**Task objective:** Render every line of the rows below as a JSON list of strings, one string per line, with blank lines omitted. Leave the pictures out of the answer.

**Dataset rows:**
>> Begin

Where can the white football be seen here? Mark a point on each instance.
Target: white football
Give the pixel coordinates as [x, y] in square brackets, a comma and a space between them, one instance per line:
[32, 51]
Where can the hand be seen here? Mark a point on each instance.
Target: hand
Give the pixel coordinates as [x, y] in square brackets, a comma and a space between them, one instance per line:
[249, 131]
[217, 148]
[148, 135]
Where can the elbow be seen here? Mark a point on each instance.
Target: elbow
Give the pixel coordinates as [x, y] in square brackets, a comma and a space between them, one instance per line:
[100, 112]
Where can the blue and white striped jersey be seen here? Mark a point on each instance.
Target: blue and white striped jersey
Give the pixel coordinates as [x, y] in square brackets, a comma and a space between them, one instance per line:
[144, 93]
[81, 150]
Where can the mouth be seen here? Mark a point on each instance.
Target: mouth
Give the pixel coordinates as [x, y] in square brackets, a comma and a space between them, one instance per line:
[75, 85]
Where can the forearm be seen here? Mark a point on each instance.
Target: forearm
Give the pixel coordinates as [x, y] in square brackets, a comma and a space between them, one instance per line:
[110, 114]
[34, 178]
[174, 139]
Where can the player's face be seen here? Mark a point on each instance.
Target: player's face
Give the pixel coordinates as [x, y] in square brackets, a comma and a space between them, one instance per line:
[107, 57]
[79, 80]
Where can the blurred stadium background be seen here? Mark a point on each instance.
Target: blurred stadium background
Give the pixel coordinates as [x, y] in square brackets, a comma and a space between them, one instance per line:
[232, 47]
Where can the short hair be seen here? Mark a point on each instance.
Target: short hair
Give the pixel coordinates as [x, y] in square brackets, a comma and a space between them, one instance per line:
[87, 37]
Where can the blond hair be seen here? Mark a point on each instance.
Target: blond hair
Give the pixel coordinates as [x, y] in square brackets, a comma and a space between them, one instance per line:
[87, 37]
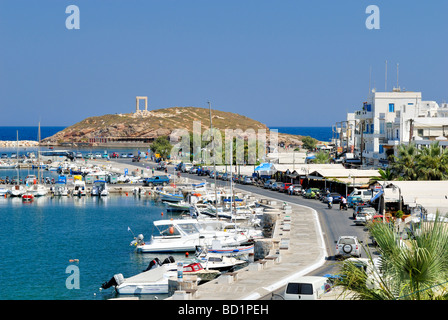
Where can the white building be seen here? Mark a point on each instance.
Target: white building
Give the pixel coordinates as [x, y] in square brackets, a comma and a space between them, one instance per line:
[393, 118]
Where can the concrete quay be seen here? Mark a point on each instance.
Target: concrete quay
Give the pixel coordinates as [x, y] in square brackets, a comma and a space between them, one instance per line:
[298, 249]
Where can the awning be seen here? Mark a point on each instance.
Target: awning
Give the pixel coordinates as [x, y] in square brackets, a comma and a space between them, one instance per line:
[375, 197]
[391, 195]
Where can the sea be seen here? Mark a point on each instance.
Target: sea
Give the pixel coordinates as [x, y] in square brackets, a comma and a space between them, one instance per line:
[59, 248]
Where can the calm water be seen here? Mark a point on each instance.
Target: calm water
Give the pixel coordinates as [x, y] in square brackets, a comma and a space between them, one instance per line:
[39, 239]
[319, 133]
[30, 133]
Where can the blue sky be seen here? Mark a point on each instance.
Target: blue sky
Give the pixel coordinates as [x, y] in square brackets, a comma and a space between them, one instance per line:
[284, 63]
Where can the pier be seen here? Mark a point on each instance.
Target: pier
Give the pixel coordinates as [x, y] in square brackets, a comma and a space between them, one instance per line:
[296, 248]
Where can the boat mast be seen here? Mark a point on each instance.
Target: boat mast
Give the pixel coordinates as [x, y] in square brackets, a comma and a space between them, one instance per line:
[38, 158]
[214, 157]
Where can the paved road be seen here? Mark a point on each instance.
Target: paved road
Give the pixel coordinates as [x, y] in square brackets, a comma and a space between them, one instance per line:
[334, 222]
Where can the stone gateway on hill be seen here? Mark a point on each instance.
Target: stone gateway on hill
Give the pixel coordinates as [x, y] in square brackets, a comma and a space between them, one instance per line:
[143, 127]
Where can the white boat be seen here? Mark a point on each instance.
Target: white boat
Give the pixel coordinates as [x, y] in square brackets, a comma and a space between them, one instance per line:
[60, 189]
[4, 191]
[80, 188]
[17, 190]
[38, 190]
[7, 165]
[171, 197]
[184, 235]
[153, 281]
[99, 188]
[219, 261]
[27, 197]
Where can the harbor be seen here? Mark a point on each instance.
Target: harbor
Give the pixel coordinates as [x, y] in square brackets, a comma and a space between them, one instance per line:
[283, 258]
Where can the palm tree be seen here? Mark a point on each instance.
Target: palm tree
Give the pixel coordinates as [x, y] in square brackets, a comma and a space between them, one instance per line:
[416, 269]
[321, 157]
[432, 163]
[385, 175]
[405, 164]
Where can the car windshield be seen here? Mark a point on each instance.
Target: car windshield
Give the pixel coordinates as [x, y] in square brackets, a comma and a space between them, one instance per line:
[189, 228]
[347, 241]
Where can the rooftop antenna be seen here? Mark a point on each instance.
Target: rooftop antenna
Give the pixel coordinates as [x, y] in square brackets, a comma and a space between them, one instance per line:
[385, 84]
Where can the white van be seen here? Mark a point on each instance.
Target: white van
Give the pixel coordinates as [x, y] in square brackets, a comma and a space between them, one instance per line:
[186, 167]
[364, 194]
[307, 288]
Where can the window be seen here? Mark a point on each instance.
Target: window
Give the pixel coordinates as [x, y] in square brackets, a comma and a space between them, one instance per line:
[299, 288]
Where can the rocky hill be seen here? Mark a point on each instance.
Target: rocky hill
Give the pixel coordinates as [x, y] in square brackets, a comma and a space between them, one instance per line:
[156, 123]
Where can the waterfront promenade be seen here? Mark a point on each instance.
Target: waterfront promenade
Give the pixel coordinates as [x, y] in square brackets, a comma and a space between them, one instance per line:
[299, 249]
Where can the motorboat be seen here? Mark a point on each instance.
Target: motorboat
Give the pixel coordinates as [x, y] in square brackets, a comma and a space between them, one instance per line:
[37, 190]
[27, 197]
[171, 197]
[4, 192]
[99, 188]
[7, 165]
[184, 235]
[178, 206]
[79, 188]
[153, 280]
[17, 190]
[219, 261]
[60, 189]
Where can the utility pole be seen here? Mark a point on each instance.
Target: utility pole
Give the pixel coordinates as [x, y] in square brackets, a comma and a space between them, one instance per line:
[362, 140]
[214, 156]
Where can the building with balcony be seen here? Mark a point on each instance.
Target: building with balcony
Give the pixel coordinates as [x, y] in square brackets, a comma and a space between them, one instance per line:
[392, 118]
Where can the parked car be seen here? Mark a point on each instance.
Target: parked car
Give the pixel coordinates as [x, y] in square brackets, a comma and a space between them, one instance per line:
[311, 193]
[284, 186]
[267, 184]
[193, 170]
[336, 197]
[185, 167]
[306, 288]
[348, 246]
[275, 185]
[161, 166]
[156, 180]
[363, 217]
[247, 180]
[297, 189]
[357, 208]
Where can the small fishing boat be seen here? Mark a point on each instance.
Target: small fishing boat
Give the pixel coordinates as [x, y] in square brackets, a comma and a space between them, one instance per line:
[154, 280]
[38, 190]
[99, 188]
[17, 190]
[184, 235]
[27, 197]
[178, 206]
[80, 188]
[218, 261]
[171, 197]
[4, 192]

>> End

**Complete answer:**
[
  "Where can the white football be seen here? Mark a point on each instance.",
  "Target: white football",
  "Give the pixel coordinates as [x, y] in square brackets, a comma and a space between them, one instance per line:",
  "[32, 51]",
  "Where can the hand be seen here? Mark a point on each instance.",
  "Target: hand",
  "Give the pixel coordinates as [x, y] in square brackets, a comma and a space between them, one instance per line:",
  "[249, 131]",
  "[217, 148]",
  "[148, 135]",
  "Where can the elbow be seen here? Mark a point on each instance.",
  "Target: elbow",
  "Give the pixel coordinates as [x, y] in square brackets, a comma and a space between them, one instance per line:",
  "[100, 112]",
  "Where can the blue and white striped jersey be seen here? Mark a point on each instance.",
  "Target: blue and white striped jersey",
  "Give the pixel coordinates as [x, y] in square brackets, a comma and a space between them, one instance per line:",
  "[144, 93]",
  "[81, 150]",
  "Where can the mouth be seen here? Mark a point on each instance.",
  "Target: mouth",
  "Give the pixel coordinates as [x, y] in square brackets, a comma and a space between them, one instance per line:",
  "[75, 85]",
  "Where can the forearm be seen here? Mark a point on each instance.",
  "Target: forearm",
  "Give the pixel coordinates as [x, y] in square brackets, a comma and a space between them, one instance per line:",
  "[110, 114]",
  "[34, 178]",
  "[174, 139]",
  "Where can the player's face be seen here? Mark a point on each instance.",
  "Target: player's face",
  "Give the pixel coordinates as [x, y] in square brackets, a comma and a space between them, one instance per line:",
  "[107, 57]",
  "[79, 80]",
  "Where can the blurred stadium background be seen here? Mark a point on each instance.",
  "Target: blurred stadium background",
  "Give the pixel coordinates as [x, y] in square brackets, a comma and a space between them, one instance per line:",
  "[232, 47]",
  "Where can the short hair be seen here? Mark a point on each instance.",
  "Target: short hair",
  "Give the pixel coordinates as [x, y] in square brackets, a comma and a space between them, one instance per line:",
  "[87, 37]",
  "Where can the blond hair be seen here? Mark a point on each instance.",
  "Target: blond hair",
  "Give the pixel coordinates as [x, y] in square brackets, a comma and a space between them, one instance per line:",
  "[87, 37]",
  "Where can the white building be seen here? Mark a point on each instance.",
  "Target: white building",
  "Give the pixel coordinates as [x, y] in square brackets, a comma and a space between them, one instance per line:",
  "[393, 118]",
  "Where can the concrete quay be seen here? Mark a point on each instance.",
  "Target: concrete quay",
  "Give the pixel coordinates as [x, y] in square brackets, a comma and a space between them, one instance per line:",
  "[298, 249]",
  "Where can the awning be seen here? Mark a point on each instance.",
  "Target: awning",
  "Give the pixel coordinates as [x, y] in square brackets, a comma and a space between them, one instance per line:",
  "[375, 197]",
  "[391, 195]",
  "Where can the sea be seen here? Mark a point on each instance.",
  "Target: sea",
  "Give the pixel coordinates as [x, y] in square brackets, a comma and a space between them, one instance per line:",
  "[59, 248]",
  "Where can the calm water be seen here? Mark a point on each instance.",
  "Target: calm water",
  "Give the pixel coordinates as [x, y] in square brackets, a comma and a space between them, one instance per line:",
  "[39, 239]",
  "[319, 133]",
  "[30, 133]",
  "Where can the blue sky be seen here? Mark a point on each instance.",
  "Target: blue sky",
  "Give the pixel coordinates as [x, y] in square brackets, a comma and a space between them, one instance per line:",
  "[284, 63]",
  "Where can the pier be seen here? Mark a point on each instance.",
  "Target: pier",
  "Give the pixel coordinates as [x, y] in square brackets, a comma and a space between them, one instance per line:",
  "[296, 248]",
  "Where can the boat mast be seen here? Mark a point on each instance.",
  "Target: boat mast",
  "Give the pixel coordinates as [x, y] in square brackets, a comma and a space between them, one instance per line:",
  "[38, 158]",
  "[214, 157]",
  "Where can the paved road be seen here? Mark a point on each instance.",
  "Target: paved road",
  "Give the pixel coordinates as [x, y] in square brackets, a comma and a space between them, one instance per line:",
  "[334, 222]",
  "Where can the stone gateway on hill be seen here? Mark a point on each instance.",
  "Target: stone gateway on hill",
  "Give the pixel coordinates as [x, y] in square brackets, a comma and a space between them, one instance per line:",
  "[143, 127]",
  "Where can the white boat be seen here? Mark a point on each instance.",
  "Target: white boat",
  "Give the pixel coordinates as [x, y] in square brackets, a comma and a space between them, one instance per line:",
  "[60, 189]",
  "[4, 191]",
  "[80, 188]",
  "[17, 190]",
  "[38, 190]",
  "[7, 165]",
  "[171, 197]",
  "[184, 235]",
  "[153, 281]",
  "[99, 188]",
  "[219, 261]",
  "[27, 197]",
  "Where can the harbor be seen here? Mark a point on each instance.",
  "Target: harbor",
  "Give the pixel coordinates as [x, y] in square brackets, a comma and a space between them, one instance per line:",
  "[283, 258]",
  "Where can the palm tree be seen here? Mark a point on each instance.",
  "Target: palm tree",
  "Give the pixel coordinates as [x, y] in square brackets, a comma and a space between them, one instance per line:",
  "[416, 269]",
  "[321, 157]",
  "[432, 163]",
  "[385, 175]",
  "[405, 164]",
  "Where can the car windshield be seen here? Mark a point on each instance.",
  "Target: car windshield",
  "Give the pixel coordinates as [x, y] in square brackets, a comma and a space between them, one instance per line:",
  "[189, 228]",
  "[347, 241]",
  "Where can the rooftop antenna be seen here? Mark a point on each instance.",
  "Target: rooftop antenna",
  "Give the pixel coordinates as [x, y] in square brackets, a comma and a space between them, one instance per line:",
  "[385, 84]",
  "Where can the white van be seen here? Mark a point on each instance.",
  "Target: white van",
  "Give the pixel coordinates as [x, y] in square brackets, a comma and a space between them, one instance per line:",
  "[186, 167]",
  "[364, 194]",
  "[307, 288]",
  "Where can the window be seen here? Mark a point on each instance.",
  "Target: window",
  "Give the pixel coordinates as [x, y] in square brackets, a comma and a space between them, one instance per line:",
  "[299, 288]",
  "Where can the rocky hill be seen here? Mark a point on each instance.",
  "Target: rocky hill",
  "Give the pixel coordinates as [x, y] in square brackets, a comma and a space between them, one instance per line:",
  "[156, 123]",
  "Where can the waterfront promenade be seen here? Mark a point on each instance.",
  "Target: waterfront promenade",
  "Give the pixel coordinates as [x, y] in square brackets, a comma and a space between them, one instance per line:",
  "[299, 249]",
  "Where can the motorboat be seen here? Mark a point on each instance.",
  "Target: motorboat",
  "Give the pixel coordinates as [x, y] in square brackets, a comma and a space between them, one instance per line:",
  "[37, 190]",
  "[27, 197]",
  "[171, 197]",
  "[4, 192]",
  "[99, 188]",
  "[7, 165]",
  "[184, 235]",
  "[178, 206]",
  "[79, 188]",
  "[153, 280]",
  "[17, 190]",
  "[219, 261]",
  "[60, 189]",
  "Where can the utility pole be seen here? Mark a point on each instance.",
  "Target: utility pole",
  "Give the pixel coordinates as [x, y] in square brackets, a comma and a space between them, one instance per line:",
  "[362, 140]",
  "[214, 156]",
  "Where can the building with balcony be seen here? Mark a point on each instance.",
  "Target: building with balcony",
  "Give the pixel coordinates as [x, y] in square brackets, a comma and a space between them, one instance per line:",
  "[392, 118]",
  "Where can the parked car be seen here? Mark a point on each instance.",
  "Target: parked car",
  "Give the pixel coordinates as [x, y] in square brackets, a comma and a space between them, one instance per line:",
  "[311, 193]",
  "[284, 186]",
  "[267, 184]",
  "[193, 170]",
  "[336, 197]",
  "[185, 167]",
  "[306, 288]",
  "[348, 246]",
  "[275, 185]",
  "[161, 166]",
  "[156, 180]",
  "[363, 217]",
  "[247, 180]",
  "[297, 189]",
  "[357, 208]",
  "Where can the small fishing boat be seen here? Mark a point on each instance.",
  "Target: small fishing boat",
  "Give the pixel coordinates as [x, y] in square brackets, a comma and a space between them, one instance per line:",
  "[154, 280]",
  "[38, 190]",
  "[99, 188]",
  "[17, 190]",
  "[184, 235]",
  "[27, 197]",
  "[178, 206]",
  "[80, 188]",
  "[218, 261]",
  "[171, 197]",
  "[4, 192]"
]